◆ DATA SECTION:
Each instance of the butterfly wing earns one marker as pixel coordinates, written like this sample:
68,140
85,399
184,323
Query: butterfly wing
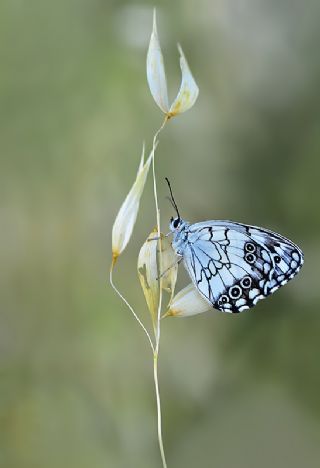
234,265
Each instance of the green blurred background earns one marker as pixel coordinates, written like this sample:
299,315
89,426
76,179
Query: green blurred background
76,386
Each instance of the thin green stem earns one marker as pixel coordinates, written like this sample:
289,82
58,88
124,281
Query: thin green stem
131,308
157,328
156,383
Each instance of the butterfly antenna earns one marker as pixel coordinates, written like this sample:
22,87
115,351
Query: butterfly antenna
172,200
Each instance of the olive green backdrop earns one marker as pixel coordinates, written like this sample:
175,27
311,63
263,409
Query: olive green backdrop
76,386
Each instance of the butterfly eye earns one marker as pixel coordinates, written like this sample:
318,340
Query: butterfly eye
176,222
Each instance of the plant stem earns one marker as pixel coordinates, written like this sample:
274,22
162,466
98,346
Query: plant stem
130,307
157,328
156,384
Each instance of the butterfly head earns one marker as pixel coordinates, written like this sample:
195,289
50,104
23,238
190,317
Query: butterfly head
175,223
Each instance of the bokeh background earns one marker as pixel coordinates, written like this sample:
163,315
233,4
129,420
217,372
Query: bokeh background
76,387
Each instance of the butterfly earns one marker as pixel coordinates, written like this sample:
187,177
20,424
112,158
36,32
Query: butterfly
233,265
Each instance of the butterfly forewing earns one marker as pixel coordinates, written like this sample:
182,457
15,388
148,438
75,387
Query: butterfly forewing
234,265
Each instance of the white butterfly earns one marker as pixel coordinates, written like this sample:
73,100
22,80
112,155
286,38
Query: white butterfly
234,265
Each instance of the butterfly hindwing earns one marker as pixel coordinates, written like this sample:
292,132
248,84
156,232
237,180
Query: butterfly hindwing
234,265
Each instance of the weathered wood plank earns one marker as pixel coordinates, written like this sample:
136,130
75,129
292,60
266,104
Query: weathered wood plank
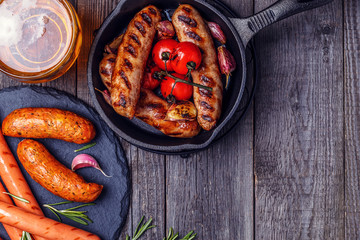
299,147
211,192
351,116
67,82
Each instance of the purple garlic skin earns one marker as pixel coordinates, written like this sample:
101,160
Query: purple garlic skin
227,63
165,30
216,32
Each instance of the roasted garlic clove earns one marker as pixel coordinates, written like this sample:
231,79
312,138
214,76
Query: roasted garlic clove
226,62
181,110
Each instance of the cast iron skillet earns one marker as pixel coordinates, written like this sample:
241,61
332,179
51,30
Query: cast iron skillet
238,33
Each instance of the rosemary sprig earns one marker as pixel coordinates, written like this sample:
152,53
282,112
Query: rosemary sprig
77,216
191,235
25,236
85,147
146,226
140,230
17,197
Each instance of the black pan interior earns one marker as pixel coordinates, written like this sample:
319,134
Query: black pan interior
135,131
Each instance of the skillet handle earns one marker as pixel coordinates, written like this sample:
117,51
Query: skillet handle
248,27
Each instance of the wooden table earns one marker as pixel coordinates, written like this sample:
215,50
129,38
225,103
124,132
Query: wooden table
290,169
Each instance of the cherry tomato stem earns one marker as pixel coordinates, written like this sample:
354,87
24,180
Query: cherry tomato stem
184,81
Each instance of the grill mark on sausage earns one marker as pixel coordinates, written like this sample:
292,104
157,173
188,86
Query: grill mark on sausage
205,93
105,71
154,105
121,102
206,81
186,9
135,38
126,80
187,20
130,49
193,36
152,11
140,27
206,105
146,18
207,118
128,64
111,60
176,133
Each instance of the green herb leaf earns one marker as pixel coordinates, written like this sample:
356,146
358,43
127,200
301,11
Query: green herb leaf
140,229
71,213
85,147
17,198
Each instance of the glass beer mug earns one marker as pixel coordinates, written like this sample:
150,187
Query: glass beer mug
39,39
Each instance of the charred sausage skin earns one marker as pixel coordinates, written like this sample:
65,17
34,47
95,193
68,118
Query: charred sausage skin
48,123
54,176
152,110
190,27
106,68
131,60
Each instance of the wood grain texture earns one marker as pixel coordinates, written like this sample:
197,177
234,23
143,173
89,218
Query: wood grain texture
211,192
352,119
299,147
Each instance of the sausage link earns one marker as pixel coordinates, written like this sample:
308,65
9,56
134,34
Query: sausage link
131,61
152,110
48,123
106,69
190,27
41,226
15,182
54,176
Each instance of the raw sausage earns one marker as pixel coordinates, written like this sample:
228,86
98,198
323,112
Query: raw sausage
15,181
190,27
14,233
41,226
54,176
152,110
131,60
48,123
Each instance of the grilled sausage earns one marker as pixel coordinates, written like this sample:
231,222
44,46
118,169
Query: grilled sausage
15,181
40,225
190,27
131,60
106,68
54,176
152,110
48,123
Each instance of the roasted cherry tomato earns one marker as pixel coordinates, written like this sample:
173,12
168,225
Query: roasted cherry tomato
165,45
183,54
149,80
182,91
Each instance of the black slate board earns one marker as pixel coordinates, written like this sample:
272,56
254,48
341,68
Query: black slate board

◆ GIVEN TASK: Emit verbatim the lines running from the one with "Each instance of the glass" through the last line of the data, both endpoints inclusive.

◆ REPLY TO THE EXERCISE:
Each instance of the glass beer mug earns one marker as pixel coordinates, written like this sample:
150,187
Query: glass beer mug
39,39
Each instance of the charred sausage skin earns one marker as pixel coordinates, written like this sample:
65,17
34,47
95,193
68,118
Query: charred sausage skin
48,123
54,176
152,110
190,27
106,68
131,60
Each instance of the wood grain texture earns one marker as pixel coordinates, written like this sample:
197,177
234,23
143,173
89,218
Query: wood grain texture
211,192
352,119
299,147
Each instance of the sausage link earns one marker as pixel coordinates, written like this sample:
308,65
9,56
134,34
Query: sausage link
131,61
152,110
48,123
106,69
190,27
41,226
15,182
54,176
Each instance of the raw sausage earns one marker as pixel coordinates, written like this sample:
228,86
98,198
323,112
Query: raw sausage
15,181
190,27
14,233
41,226
54,176
152,110
131,60
48,123
Each instance of the grilled sausage earns one marker as pixel coordinates, written like this sample:
231,222
44,46
118,169
Query: grilled sausage
15,181
40,225
190,27
131,60
106,68
54,176
152,110
48,123
Each instance of the roasted cherry tomato earns one marker as pixel coordinates, written like this sample:
173,12
168,225
Query: roasted cherry tomato
165,45
183,54
149,80
182,91
Each instance of the black slate board earns one marker as pixel coordinates, written like this sample:
272,56
254,48
341,68
Query: black slate board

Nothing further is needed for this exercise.